Podiumsdiskussion
Vereinslokal „Das freie Wort“ | Rögergasse 24-26 | 1090 Wien
Moderation:
Franziska Harbich, Volkswirtin
Roberta-Maria Ghete, Studentin und Aktivistin
· Sali Attia, Lehrerin und Politologin
· Albert Reiterer, Gesellschaftswissenschaftler
· Igor Böhm, Publizist
· Franz Sölkner, Steirische Friedensplattform
· Dalia Sarig, Jüdisch Antizionistische Initiative
Die Regierung präsentiert die Strategie 2.0 als Schutz vor Antisemitismus.
Doch sie dient nicht eher als machtpolitisches Steuerungsinstrument, das:
🔸 Kritik an Israel delegitimiert und kriminalisiert,
🔸 demokratische Räume einschränkt,
🔸 Aktivist*innen und NGOs unter Druck setzt?
Die Strategie arbeitet mit der Erzählung eines „importierten Antisemitismus“ und erzeugt damit einen Generalverdacht gegen Musliminnen, Migrantinnen und Geflüchtete.
So werden rassistische Narrative verstärkt, westliche Gewalt verharmlost und staatliche Repression legitimiert.
Wir zeigen, warum dieses Papier nicht Antisemitismus bekämpft, sondern unsere Demokratie gefährdet – und letztlich Antisemitismus schürt.

■ Gespeicherte Datensätze
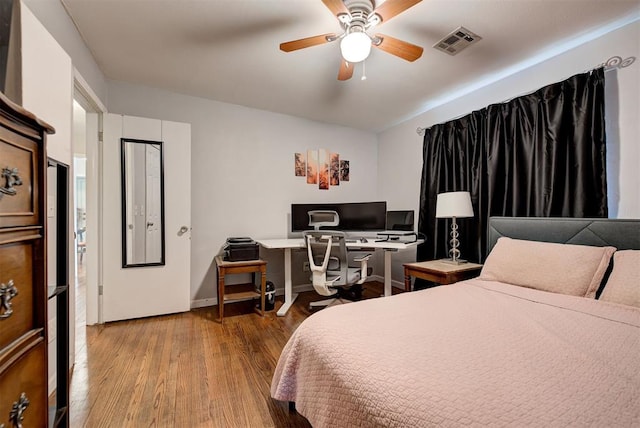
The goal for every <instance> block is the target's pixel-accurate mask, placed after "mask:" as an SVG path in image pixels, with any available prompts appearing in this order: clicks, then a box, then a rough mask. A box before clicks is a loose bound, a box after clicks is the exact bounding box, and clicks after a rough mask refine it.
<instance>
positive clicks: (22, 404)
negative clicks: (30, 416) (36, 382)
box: [9, 392, 29, 428]
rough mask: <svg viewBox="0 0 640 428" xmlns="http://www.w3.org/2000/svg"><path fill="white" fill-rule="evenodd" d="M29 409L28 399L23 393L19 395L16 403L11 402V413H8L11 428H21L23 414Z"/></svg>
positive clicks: (15, 401)
mask: <svg viewBox="0 0 640 428" xmlns="http://www.w3.org/2000/svg"><path fill="white" fill-rule="evenodd" d="M27 407H29V399H28V398H27V394H25V393H24V392H23V393H22V394H20V398H19V399H18V401H14V402H13V406H12V407H11V412H9V422H11V423H12V424H13V428H22V421H23V419H24V412H25V410H27Z"/></svg>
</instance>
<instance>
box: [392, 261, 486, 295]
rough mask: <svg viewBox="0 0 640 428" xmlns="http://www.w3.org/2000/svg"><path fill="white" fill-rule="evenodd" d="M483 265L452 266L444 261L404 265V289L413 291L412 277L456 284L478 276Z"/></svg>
mask: <svg viewBox="0 0 640 428" xmlns="http://www.w3.org/2000/svg"><path fill="white" fill-rule="evenodd" d="M481 269H482V265H480V264H477V263H462V264H451V263H447V262H444V261H442V260H431V261H428V262H418V263H405V264H404V289H405V291H411V277H412V276H413V277H416V278H421V279H424V280H427V281H431V282H435V283H436V284H441V285H445V284H453V283H454V282H458V281H462V280H465V279H470V278H474V277H476V276H478V275H479V274H480V270H481Z"/></svg>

■ Aufgaben
1. Gib den Teil der Ankündigung der Podiumsdiskussion wortgetreu wieder, der mit „So werden rassistische“ beginnt und mit „letztlich Antisemitismus schürt.“ endet.
2. In welchem Vereinslokal und unter welcher Adresse findet die Podiumsdiskussion laut der Ankündigung statt?

■ Antworten
1.
So werden rassistische Narrative verstärkt, westliche Gewalt verharmlost und staatliche Repression legitimiert.
Wir zeigen, warum dieses Papier nicht Antisemitismus bekämpft, sondern unsere Demokratie gefährdet – und letztlich Antisemitismus schürt.

2. Im Vereinslokal „Das freie Wort“ in der Rögergasse 24-26, 1090 Wien.